* **CONSIGNES DE L'EXERCICE**:
(A) Dans l'entretien avec Loïc Prigent sur le magazine Mixte, qui l'avait fait venir pour écrire dans le magazine ?
(B) Poursuivez, s'il vous plaît, l'entretien avec Loïc Prigent sur le magazine Mixte à partir de sa dernière ligne.

* **EXTRAIT DE PAGE**:
⟨
MIXTE Quand as-tu commencé à écrire pour le magazine ?
LOÏC PRIGENT À l’époque de Marie Colmant (rédactrice en chef adjointe de Mixte entre 1997 et 1998, ndlr), c’est elle qui m’avait fait venir.
M. Qu’est-ce que Mixte incarnait pour toi ? Qu’a-t-il représenté dans ta carrière ?
L.P. J’aimais bien que ce soit extrêmement léché sans être bourgeois, parce que les choses sophistiquées étaient assez bourgeoises à l’époque. Il y avait un côté “tête chercheuse” mais tenue ; tu n’avais pas l’impression de lire un magazine fait par des gens qui se mettaient la tête à l’envers. Mixte revendiquait déjà un côté masculin / féminin, au moment où il n’y avait pas de masculin, justement, et décloisonnait les genres sans mauvaise hiérarchie, sans faire un truc mondain. J’ai le souvenir d’accroches qui se voulaient commerciales, mais le magazine faisait ça sans se soucier de ce qui est commercial ou non. J’ai de bons souvenirs à Mixte, avec Marie en mode mitraillette, proposant mille idées à la seconde.
M. Comment décrirais-tu la presse d’il y a vingt ans ?
⟩
* **MATÉRIEL FOURNI**:
⟨
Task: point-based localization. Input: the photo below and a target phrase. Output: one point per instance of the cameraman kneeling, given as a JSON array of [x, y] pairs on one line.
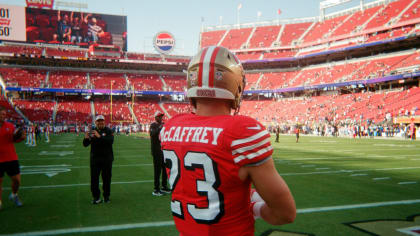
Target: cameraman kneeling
⟩
* **LES RÉPONSES**:
(A) Marie Colmant, rédactrice en chef adjointe de Mixte entre 1997 et 1998.

(B)
L.P. L’Eldorado, c’était la presse anglaise. Elle avait une force évocatrice incroyable avec un truc très immédiat où tu avais l’impression de lire le temps présent, d’avoir les doigts dans la bonne prise… Ça m’impressionnait beaucoup. À Paris, il y avait un vrai décalage. Heureusement qu’il y avait Laurent Bon et Arielle Saracco que j’ai rencontrés à la rédaction du magazine 20 ANS le jour de mes 20 ans. J’étais venu déposer le fanzine que je faisais avec Gildas Loaëc (créateur de la maison Kitsuné, ndlr). C’est lui qui avait trouvé le titre, Têtu.
M. Qu’est-ce qui te faisait rêver dans la presse ?
L.P. Le papier… tout. Le côté assez américain avec les photos de stars de cinéma. La mise en scène, le temps suspendu. J’ai acheté très tôt beaucoup de magazines, et j’ai aussi été très marqué par Libération racontant la place Tian’anmen en avril-mai-juin 1989, avec des papiers qui saisissaient les événements au quotidien et des photos très puissantes que j’avais collectionnées. Je pense que le service photo de l’époque à Libé était constitué de vrais artistes.
M. Quelles questions te traversaient l’esprit ?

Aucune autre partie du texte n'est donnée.